**What the exercise asks**. Copy the material below word for word, leaving the pictures out of your copy.

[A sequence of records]
— Start —
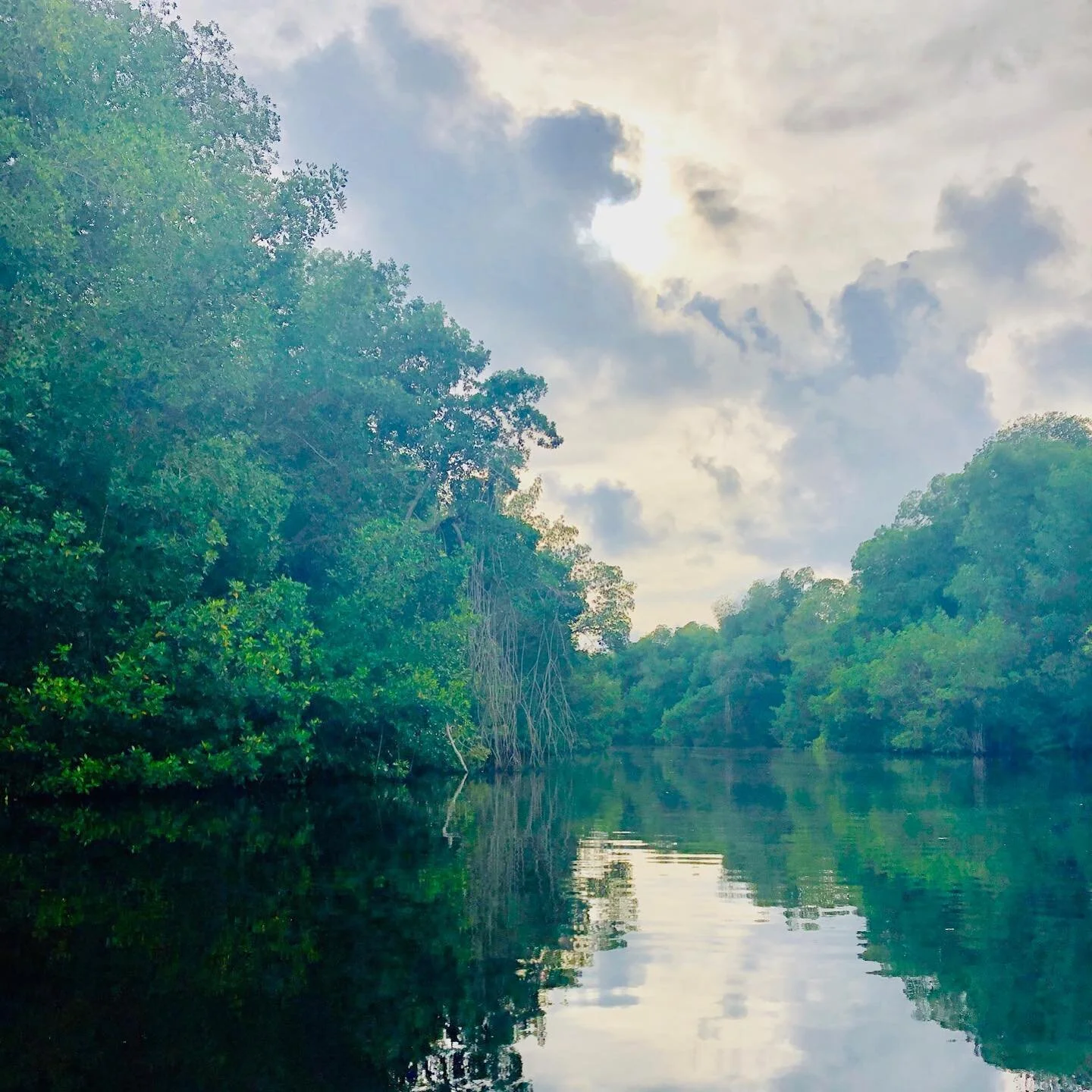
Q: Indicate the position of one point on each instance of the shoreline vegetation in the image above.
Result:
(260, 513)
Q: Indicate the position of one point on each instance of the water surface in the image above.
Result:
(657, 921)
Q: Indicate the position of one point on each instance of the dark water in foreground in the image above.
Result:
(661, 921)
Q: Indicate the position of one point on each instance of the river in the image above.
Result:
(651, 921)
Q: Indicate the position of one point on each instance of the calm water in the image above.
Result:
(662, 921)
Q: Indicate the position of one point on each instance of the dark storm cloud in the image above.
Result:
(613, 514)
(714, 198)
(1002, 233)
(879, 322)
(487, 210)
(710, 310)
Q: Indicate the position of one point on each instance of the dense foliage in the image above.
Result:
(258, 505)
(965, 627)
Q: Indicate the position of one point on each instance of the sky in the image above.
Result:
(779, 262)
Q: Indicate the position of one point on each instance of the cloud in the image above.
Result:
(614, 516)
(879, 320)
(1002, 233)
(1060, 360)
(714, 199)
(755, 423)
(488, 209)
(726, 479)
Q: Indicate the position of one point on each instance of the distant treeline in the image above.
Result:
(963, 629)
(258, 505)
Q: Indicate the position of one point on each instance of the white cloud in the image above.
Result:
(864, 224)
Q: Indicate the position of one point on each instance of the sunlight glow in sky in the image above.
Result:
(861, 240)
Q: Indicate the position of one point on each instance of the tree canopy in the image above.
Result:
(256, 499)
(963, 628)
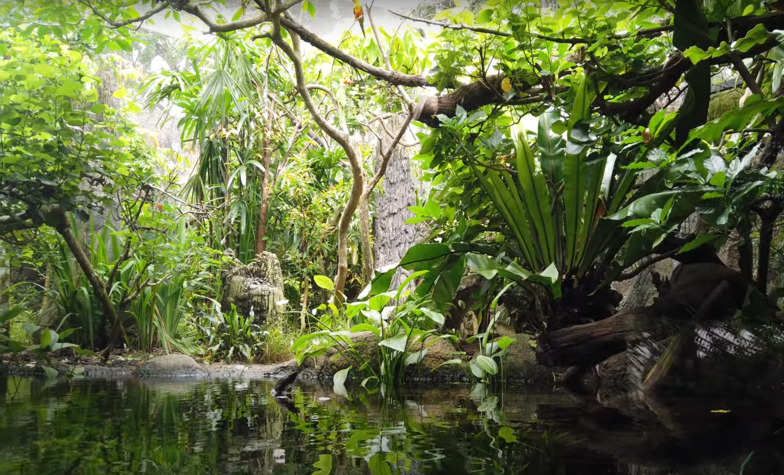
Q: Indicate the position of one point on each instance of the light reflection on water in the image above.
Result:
— End —
**Answer to the exercise**.
Q: Indicate the position of one point on each instance of the shoreline vegetation in the image above.
Result:
(260, 513)
Q: Indicate the position of one point on each instance of the water surface in the image above.
Result:
(657, 921)
Q: Indicate the position of one point on each instance of the dark water in foreground in the image above.
Result:
(661, 921)
Q: Indicate the position of one point on each instance of the river in the image above.
Result:
(651, 921)
Q: Indicate the position of one point on each instance of the calm water in the image above.
Result:
(662, 921)
Q: Indicate the position of one point on each instance of the dark storm cloud in the image above.
Result:
(613, 514)
(714, 198)
(1002, 233)
(879, 322)
(487, 210)
(710, 310)
Q: Indicate the position of one point on each instance of the dense foliage in the image above.
Result:
(258, 505)
(965, 627)
Q: Indicate the position of one point on each instance of the sky in the image above.
Result:
(779, 262)
Q: Indicate the position of one point on each instance of the cloud in the image above.
Result:
(614, 516)
(879, 320)
(1002, 233)
(1060, 360)
(714, 199)
(755, 423)
(488, 209)
(726, 479)
Q: Indicate the position of one point on each instance of the distant treeline in the image above.
Result:
(963, 629)
(258, 505)
Q: Indicate the position of one point on each instance of the white cloud in the image above.
Result:
(864, 224)
Q: Indicate the position of one point on each instance of the sunlight glow in sky in the image above.
Result:
(861, 240)
Q: Indicate the position of one point on each instance of the tree canopy in the image above.
Result:
(256, 499)
(963, 628)
Q: Indicate the position of one point on each instance of the light reflection on water in the image above.
Result:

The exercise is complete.